* **Aim**
Give the part of the rows that opens with the line containing "Locate each instance of the recessed" and runs through the end of the rows as a two-column CSV with the headers instruction and coordinates. Put each row's text and its answer on one line, each in a quoted field, with line breaks replaced by spaces.

Named object pointing rows
------

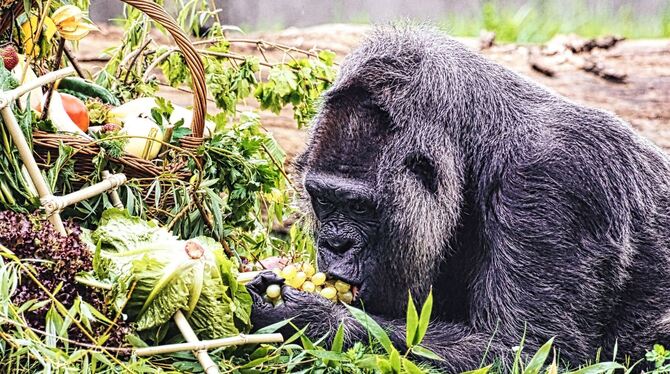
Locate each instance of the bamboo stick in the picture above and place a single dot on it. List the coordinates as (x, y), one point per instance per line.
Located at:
(26, 155)
(246, 277)
(210, 344)
(11, 95)
(208, 365)
(113, 193)
(57, 203)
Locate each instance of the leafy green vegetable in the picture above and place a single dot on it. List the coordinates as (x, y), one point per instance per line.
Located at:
(7, 80)
(165, 275)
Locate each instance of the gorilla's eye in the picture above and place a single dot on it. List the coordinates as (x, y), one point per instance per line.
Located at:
(322, 201)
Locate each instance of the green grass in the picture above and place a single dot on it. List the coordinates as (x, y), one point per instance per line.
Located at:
(538, 21)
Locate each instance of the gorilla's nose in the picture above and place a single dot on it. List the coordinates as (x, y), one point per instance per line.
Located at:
(339, 244)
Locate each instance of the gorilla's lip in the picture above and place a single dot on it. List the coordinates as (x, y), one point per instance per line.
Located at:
(357, 287)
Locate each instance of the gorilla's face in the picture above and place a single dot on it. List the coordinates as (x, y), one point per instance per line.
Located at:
(347, 216)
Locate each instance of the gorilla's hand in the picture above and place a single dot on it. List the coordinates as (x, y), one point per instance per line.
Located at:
(301, 307)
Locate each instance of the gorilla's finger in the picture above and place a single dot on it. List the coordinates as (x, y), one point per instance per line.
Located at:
(262, 281)
(290, 294)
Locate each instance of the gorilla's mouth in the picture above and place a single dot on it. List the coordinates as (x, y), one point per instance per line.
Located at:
(357, 288)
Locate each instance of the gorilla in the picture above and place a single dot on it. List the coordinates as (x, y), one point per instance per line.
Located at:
(528, 215)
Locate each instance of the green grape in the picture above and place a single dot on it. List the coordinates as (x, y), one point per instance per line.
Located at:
(308, 286)
(346, 297)
(342, 287)
(299, 279)
(273, 291)
(329, 293)
(319, 279)
(289, 272)
(308, 269)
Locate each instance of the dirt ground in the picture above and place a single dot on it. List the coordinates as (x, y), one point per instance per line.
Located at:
(630, 78)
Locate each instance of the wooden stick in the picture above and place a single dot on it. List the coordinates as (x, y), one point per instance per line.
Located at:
(208, 365)
(26, 155)
(11, 95)
(210, 344)
(247, 276)
(73, 61)
(47, 99)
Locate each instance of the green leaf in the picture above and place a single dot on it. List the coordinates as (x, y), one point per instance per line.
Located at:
(338, 340)
(599, 368)
(412, 323)
(410, 367)
(536, 363)
(482, 370)
(425, 352)
(327, 56)
(424, 320)
(394, 361)
(327, 355)
(372, 327)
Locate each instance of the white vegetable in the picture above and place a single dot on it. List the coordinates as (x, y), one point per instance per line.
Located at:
(142, 106)
(142, 128)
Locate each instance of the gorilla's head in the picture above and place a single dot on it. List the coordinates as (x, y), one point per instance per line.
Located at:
(380, 173)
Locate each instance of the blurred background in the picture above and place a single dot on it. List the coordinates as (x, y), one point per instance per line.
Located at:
(512, 20)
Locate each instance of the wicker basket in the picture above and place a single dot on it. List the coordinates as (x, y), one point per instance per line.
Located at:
(46, 145)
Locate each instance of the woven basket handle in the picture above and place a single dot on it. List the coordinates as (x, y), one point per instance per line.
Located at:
(158, 14)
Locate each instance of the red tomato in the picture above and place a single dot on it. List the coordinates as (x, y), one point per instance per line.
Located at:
(76, 110)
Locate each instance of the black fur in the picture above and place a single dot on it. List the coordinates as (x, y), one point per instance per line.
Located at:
(521, 209)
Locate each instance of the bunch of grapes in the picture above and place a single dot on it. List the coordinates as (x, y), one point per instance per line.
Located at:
(303, 276)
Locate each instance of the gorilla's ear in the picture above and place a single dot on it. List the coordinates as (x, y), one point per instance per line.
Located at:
(424, 169)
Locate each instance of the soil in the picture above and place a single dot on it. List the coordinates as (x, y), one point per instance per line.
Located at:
(630, 78)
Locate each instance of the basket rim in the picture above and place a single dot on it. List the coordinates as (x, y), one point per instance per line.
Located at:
(191, 56)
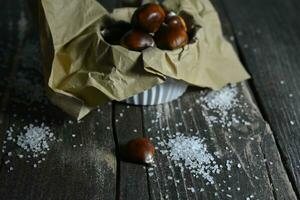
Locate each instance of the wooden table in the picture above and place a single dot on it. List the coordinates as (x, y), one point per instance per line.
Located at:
(265, 155)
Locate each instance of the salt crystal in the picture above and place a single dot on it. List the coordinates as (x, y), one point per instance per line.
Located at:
(191, 153)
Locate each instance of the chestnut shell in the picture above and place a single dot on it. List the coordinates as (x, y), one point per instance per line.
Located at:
(170, 38)
(139, 150)
(149, 17)
(137, 40)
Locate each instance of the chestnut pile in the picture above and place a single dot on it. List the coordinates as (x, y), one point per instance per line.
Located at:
(151, 25)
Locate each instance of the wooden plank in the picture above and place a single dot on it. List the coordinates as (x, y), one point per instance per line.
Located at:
(11, 43)
(256, 168)
(133, 177)
(81, 166)
(267, 33)
(253, 149)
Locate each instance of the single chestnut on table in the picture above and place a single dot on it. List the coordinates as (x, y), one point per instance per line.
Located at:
(139, 150)
(137, 40)
(149, 17)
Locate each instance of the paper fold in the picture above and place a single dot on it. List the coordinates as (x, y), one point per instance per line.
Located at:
(83, 71)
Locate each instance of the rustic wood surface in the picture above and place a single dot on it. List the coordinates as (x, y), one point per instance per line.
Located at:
(86, 163)
(267, 33)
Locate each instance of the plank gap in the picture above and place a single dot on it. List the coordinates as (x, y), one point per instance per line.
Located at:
(117, 150)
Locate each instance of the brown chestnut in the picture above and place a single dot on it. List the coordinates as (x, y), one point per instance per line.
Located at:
(169, 37)
(115, 31)
(189, 20)
(149, 17)
(139, 150)
(137, 40)
(176, 21)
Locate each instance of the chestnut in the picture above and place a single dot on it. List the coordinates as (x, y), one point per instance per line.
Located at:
(149, 17)
(176, 21)
(115, 31)
(170, 37)
(139, 150)
(189, 20)
(137, 40)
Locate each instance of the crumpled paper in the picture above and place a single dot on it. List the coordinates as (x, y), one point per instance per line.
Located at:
(83, 71)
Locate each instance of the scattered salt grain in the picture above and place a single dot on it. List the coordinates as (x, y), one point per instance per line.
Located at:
(228, 164)
(196, 158)
(33, 140)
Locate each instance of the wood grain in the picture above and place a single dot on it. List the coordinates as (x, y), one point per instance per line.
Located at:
(267, 33)
(133, 177)
(252, 147)
(82, 166)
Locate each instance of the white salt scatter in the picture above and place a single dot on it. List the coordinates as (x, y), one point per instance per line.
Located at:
(150, 174)
(228, 164)
(191, 153)
(191, 189)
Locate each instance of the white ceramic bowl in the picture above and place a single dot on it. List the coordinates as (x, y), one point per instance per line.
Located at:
(163, 93)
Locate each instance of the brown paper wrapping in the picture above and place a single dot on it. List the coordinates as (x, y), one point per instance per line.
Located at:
(83, 71)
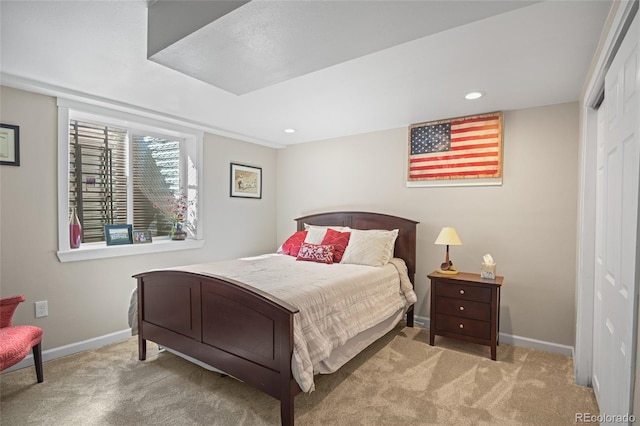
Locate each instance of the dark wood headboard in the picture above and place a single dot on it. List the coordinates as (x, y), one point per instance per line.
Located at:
(405, 243)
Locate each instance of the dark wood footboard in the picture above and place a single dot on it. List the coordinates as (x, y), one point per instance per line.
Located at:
(240, 330)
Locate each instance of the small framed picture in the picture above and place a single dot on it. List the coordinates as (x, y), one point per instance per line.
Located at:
(140, 237)
(246, 181)
(116, 235)
(9, 145)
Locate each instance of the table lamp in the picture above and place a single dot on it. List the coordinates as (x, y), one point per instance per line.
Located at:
(448, 237)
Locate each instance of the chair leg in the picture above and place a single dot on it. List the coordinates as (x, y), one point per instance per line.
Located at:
(37, 360)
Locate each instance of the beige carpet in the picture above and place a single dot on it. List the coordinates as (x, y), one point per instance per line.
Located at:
(398, 380)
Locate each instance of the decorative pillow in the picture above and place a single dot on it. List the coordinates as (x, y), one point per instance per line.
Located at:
(316, 233)
(371, 247)
(316, 253)
(293, 243)
(338, 240)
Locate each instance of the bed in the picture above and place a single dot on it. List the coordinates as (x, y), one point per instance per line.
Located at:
(248, 332)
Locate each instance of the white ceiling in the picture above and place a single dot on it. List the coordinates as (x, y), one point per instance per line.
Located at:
(380, 65)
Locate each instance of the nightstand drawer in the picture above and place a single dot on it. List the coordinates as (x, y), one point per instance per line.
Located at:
(463, 291)
(464, 308)
(466, 326)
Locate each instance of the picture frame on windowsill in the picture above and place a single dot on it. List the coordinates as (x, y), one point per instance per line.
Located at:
(116, 235)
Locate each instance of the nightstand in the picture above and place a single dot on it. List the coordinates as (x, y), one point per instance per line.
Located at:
(465, 307)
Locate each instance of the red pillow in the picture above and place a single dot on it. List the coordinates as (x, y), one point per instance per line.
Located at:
(316, 253)
(293, 243)
(338, 240)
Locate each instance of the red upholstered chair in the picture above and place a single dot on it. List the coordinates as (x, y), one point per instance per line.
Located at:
(17, 340)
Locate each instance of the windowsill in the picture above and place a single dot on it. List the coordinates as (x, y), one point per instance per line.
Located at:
(101, 250)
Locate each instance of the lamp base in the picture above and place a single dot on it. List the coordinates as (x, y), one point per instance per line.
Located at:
(448, 272)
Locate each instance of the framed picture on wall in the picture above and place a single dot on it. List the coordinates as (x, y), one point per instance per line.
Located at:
(246, 181)
(9, 145)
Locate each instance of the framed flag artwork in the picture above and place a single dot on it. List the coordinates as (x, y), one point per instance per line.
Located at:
(458, 151)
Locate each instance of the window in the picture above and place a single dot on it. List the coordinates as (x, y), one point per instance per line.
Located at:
(125, 169)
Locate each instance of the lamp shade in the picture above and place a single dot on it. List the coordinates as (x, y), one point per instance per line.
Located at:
(449, 237)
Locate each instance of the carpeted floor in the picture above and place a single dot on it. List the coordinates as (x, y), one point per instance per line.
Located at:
(400, 379)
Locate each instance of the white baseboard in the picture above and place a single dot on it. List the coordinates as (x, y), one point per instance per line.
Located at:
(125, 334)
(525, 342)
(73, 348)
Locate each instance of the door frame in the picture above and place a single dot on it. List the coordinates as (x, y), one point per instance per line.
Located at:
(618, 21)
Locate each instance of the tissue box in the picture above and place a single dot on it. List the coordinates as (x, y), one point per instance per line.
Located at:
(488, 271)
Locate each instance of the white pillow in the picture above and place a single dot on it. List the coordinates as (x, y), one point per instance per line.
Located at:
(315, 234)
(371, 247)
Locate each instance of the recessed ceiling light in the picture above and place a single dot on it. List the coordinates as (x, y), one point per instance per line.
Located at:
(474, 95)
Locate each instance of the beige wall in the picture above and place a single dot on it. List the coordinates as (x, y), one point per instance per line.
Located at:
(528, 224)
(88, 299)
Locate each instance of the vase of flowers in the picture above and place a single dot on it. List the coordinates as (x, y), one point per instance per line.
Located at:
(175, 209)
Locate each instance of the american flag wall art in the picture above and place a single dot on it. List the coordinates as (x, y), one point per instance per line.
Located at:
(455, 150)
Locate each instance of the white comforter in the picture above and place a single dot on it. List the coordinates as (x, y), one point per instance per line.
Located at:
(336, 302)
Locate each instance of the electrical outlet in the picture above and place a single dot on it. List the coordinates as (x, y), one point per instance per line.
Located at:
(42, 309)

------

* **Completed exercise**
instruction,coordinates
"Locate each instance of the recessed ceiling light in the picture above and place a single dot on it. List the coordinates as (x, y), one point per instance per line. Located at:","(474, 95)"
"Locate each instance of the beige wall in the picture above and place a single dot on it. List the coordinates as (x, y), one point per instance per line. Located at:","(528, 224) (88, 299)"
"Locate each instance of the vase of flowers in the picture above and place a single dot on it. List the coordinates as (x, y), one point per instance per line. Located at:","(175, 209)"
"Locate each instance of the american flag wall art in the picture above and place a single dot on it. List the coordinates as (x, y), one point per instance per line. Located at:","(455, 150)"
"Locate each instance of the white comforter in the picture above and place a single dot on it. List the coordinates as (x, y), one point per instance per line. Located at:","(336, 302)"
"Locate each instance of the electrical outlet in the picture above and place a single dot on it. List the coordinates as (x, y), one point per instance per line. Located at:","(42, 309)"